**TO DO**
Give the data below again, word for word.

++++++++++++++++++++

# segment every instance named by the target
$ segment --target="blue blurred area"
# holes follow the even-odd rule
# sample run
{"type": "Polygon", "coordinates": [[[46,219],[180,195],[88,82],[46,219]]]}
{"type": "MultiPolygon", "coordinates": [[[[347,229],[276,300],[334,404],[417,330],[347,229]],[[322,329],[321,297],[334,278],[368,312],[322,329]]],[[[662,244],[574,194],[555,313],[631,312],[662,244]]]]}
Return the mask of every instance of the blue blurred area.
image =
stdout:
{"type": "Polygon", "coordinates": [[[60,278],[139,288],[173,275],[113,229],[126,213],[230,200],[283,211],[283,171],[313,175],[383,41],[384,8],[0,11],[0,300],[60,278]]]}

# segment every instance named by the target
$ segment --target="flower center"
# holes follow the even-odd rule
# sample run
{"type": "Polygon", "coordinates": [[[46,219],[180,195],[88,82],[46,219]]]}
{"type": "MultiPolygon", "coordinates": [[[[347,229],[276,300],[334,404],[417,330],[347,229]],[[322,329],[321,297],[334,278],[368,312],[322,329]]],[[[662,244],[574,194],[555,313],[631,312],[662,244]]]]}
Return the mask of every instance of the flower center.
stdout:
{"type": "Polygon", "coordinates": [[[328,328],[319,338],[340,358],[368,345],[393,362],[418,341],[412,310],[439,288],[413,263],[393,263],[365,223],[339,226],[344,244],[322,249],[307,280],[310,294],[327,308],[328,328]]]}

++++++++++++++++++++

**OUTPUT BELOW**
# segment every instance named by the target
$ segment --target="blue blurred area"
# holes follow the even-odd rule
# sample run
{"type": "Polygon", "coordinates": [[[46,219],[180,195],[88,82],[46,219]]]}
{"type": "MultiPolygon", "coordinates": [[[[347,229],[276,300],[334,404],[417,330],[347,229]],[[322,329],[321,297],[334,278],[368,312],[322,329]]],[[[662,244],[574,194],[555,313],[631,312],[662,244]]]]}
Return the mask of every instance of the blue blurred area.
image =
stdout:
{"type": "Polygon", "coordinates": [[[60,278],[139,288],[173,275],[113,229],[126,213],[230,200],[283,211],[283,171],[313,175],[383,41],[384,8],[0,11],[0,300],[60,278]]]}

# segment every instance named by the target
$ segment --target="flower center"
# holes follow the even-odd rule
# sample run
{"type": "Polygon", "coordinates": [[[46,219],[180,195],[88,82],[46,219]]]}
{"type": "MultiPolygon", "coordinates": [[[[347,229],[276,300],[334,404],[417,330],[347,229]],[[322,329],[321,297],[334,278],[368,312],[322,329]]],[[[662,244],[574,194],[555,313],[631,312],[662,244]]]]}
Return the mask of every instance of the flower center.
stdout:
{"type": "Polygon", "coordinates": [[[328,328],[319,338],[340,358],[368,345],[393,362],[418,341],[412,310],[439,288],[413,263],[393,263],[365,223],[339,226],[344,244],[322,249],[307,280],[310,294],[327,308],[328,328]]]}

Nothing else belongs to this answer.